Selasa, 18 Juli 2017

KH. ASY'ARI SULAIMAN

KH. Asy’ari Sulaiman bin H. Sulaiman, lahir di Desa Tangga Ulin, Amuntai, tahun 1909 M (1327 H). Beliau adalah adik dari KH. Juhri Sulaiman.

Diantara guru-guru beliau yaitu Taun Guru H.  Muhammad Chalid (Tangga Ulin), KH. Muhammad Arsyad, KH. Jamal (Lok Bangkai), KH. Ahmad (Sungai Banar), KH. Abdurrahman (Martapura), dan KH. Abdurrasyid (Pekapuran) pendiri Ponpes Rakha.

Selain banyak “mengaji duduk” dengan beberapa ulama besar di Amuntai, beliau juga memperdalam ilmu langsung ke lumbung keilmuan agama Islam di Mekkah al-Mukarramah. Aktivitas sepulang dari Mekkah adalah mengisi beberapa majelis taklim dan menjadi pendidik di madrasah Rasyidiyah (sekarang Ponpes Rakha) dan Madrasah Islam Patarikan, dengan tidak melupakan aktivitas keseharian beliau berdagang. Ketika Fakultas ushuluddin dibuka pada tahun 1961 beliau dipercaya untuk mengajar mata kuliah Ilmu Kalam, atau ilmu tauhid. Fakultas Ushuluddin ini dalam perkembangannya digabung dengan fakultas lainnya hingga menjadi bagian dari Universitas Islam Antasari (UNISAN) yang kemudian berubah menjadi  IAIN Antasari (sekarang Universitas Islam Negeri (UIN) Antasari).

Diantara murid-murid beliau yang kemudian menjadi ulama dan tokoh terkenal adalah KH. Idham Khalid (Mantan Ketua Umum PBNU terlama, mantan Ketua DPR/MPR RI, dan Ketua DPA RI), KH. Abdul Muthalib Muhyiddin (Pengarang buku agama terkenal), KH. Ja’far Saberan (Ketua MUI Kaltim, pengarang buku), KH. Muhammad Tsani (Pendiri Pondok Pesantren al-Falah Banjarbaru), KH. Mansyur (ulama ahli tauhid), KH. Nafiah (Pengasuh Pondok Pensantren Rasyidiyah Khalidiyah Amuntai).

Dalam keorganisasi beliau aktif di “Musyawaratut Thalibin” Cabang Amuntai, dan kemudian bergabung dengan Nahdlatul Ulama (1953) dengan posisi sebagai Ketua Tanfidziyah NU yang pertama di Amuntai. Pada tahun 1955 ia dipercaya menjadi anggota DPR Tk. II mewakili Partai Nahdlatul Ulama.

Beliau mewariskan beberapa buah kitab, diantaranya “Siraj al-Mubtadiin fi ‘aqa’id al mu’minin ” dan “Mari Berpuasa Berzakat Fitrah (diterbitkan oleh al-Musyawarah Kandangan, 1953).

## INSTRUKSI A
Jawablah pertanyaan berikut berdasarkan teks tentang KH. Asy'ari Sulaiman:
(i) Di mana dan pada tahun berapa beliau lahir?
(ii) Mata kuliah apa yang beliau ajarkan ketika Fakultas Ushuluddin dibuka pada tahun 1961?
(iii) Pada tahun berapa beliau bergabung dengan Nahdlatul Ulama?
## INSTRUKSI B
Bagaimana isi teks tentang KH. Asy'ari Sulaiman jika diringkas dalam dua kalimat?
## INSTRUKSI C
Ganti "Tangga Ulin" dengan "Tanggaulin" pada seluruh bagian teks tentang KH. Asy'ari Sulaiman, mulai dari "KH. Asy’ari Sulaiman" hingga "pendiri Ponpes Rakha.", lalu tuliskan kembali bagian itu.

## DATA MENTAH
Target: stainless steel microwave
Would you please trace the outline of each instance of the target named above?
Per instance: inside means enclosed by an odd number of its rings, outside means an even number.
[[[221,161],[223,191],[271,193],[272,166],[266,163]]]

## JAWABAN BENAR A
(i) Di Desa Tangga Ulin, Amuntai, tahun 1909 M (1327 H).
(ii) Ilmu Kalam, atau ilmu tauhid.
(iii) Tahun 1953.

## JAWABAN BENAR B
KH. Asy'ari Sulaiman lahir di Desa Tangga Ulin, Amuntai, pada tahun 1909 dan menimba ilmu dari beberapa ulama besar di Amuntai serta di Mekkah. Sepulang dari Mekkah, beliau mengajar di majelis taklim, madrasah, dan Fakultas Ushuluddin sambil tetap berdagang, lalu menjadi Ketua Tanfidziyah NU yang pertama di Amuntai dan mewariskan beberapa buah kitab.

## JAWABAN BENAR C
KH. Asy’ari Sulaiman bin H. Sulaiman, lahir di Desa Tanggaulin, Amuntai, tahun 1909 M (1327 H). Beliau adalah adik dari KH. Juhri Sulaiman.

Diantara guru-guru beliau yaitu Taun Guru H.  Muhammad Chalid (Tanggaulin), KH. Muhammad Arsyad, KH. Jamal (Lok Bangkai), KH. Ahmad (Sungai Banar), KH. Abdurrahman (Martapura), dan KH. Abdurrasyid (Pekapuran) pendiri Ponpes Rakha.